··· DATA ···

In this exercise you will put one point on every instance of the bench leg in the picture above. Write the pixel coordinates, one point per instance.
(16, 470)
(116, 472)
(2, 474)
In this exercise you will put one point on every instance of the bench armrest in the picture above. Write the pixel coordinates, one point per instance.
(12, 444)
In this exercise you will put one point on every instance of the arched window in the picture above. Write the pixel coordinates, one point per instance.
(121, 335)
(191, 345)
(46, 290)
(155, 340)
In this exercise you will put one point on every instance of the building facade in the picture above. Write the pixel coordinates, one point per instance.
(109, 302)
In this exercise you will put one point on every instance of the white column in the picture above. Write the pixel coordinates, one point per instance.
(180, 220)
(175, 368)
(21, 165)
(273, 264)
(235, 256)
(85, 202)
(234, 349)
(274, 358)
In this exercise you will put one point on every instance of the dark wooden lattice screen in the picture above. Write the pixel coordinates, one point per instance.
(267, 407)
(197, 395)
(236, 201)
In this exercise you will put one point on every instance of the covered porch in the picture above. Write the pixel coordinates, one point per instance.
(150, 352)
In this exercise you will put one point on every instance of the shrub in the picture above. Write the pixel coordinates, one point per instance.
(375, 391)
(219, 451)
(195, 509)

···

DIRECTIONS FOR THIS TASK: Can you arrange every line of the listing above as a numbered list, leaving out any blank lines?

TASK SOLUTION:
1. In this exercise you will put one point on every instance of the bench leg in the picture above. Write the pixel coordinates, one point per instance.
2. (16, 470)
3. (116, 472)
4. (2, 474)
5. In this exercise you will put one point on every instance of the bench armrest in the picture above. Write the pixel coordinates, one point per instance.
6. (12, 444)
7. In this exercise you will put one point on every instance of the arched window in the picture above. Write the pixel coordinates, one point per instance.
8. (121, 335)
9. (191, 345)
10. (46, 290)
11. (155, 340)
12. In this exercise you will put one point on every instance of the building facade in the picture above. Write the pixel coordinates, one point per instance.
13. (109, 302)
14. In this exercise you will put one point on every instance of the white column in the picture above. Write the pixel coordinates, one point per instance.
15. (180, 220)
16. (175, 368)
17. (21, 165)
18. (273, 264)
19. (235, 256)
20. (85, 202)
21. (234, 349)
22. (274, 358)
23. In this exercise you will put one point on every instance of the dark wooden lattice screen in the picture above. Write the pixel coordinates, one point per instance.
24. (267, 407)
25. (197, 395)
26. (236, 201)
27. In this exercise you will put one point on every instance of the covered porch in the picture above. Write the pixel coordinates, one point per instance.
28. (150, 352)
29. In this exercise you will put one point on every instance of the shrub in the picture above. Write the pixel coordinates, one point per instance.
30. (375, 391)
31. (219, 451)
32. (195, 509)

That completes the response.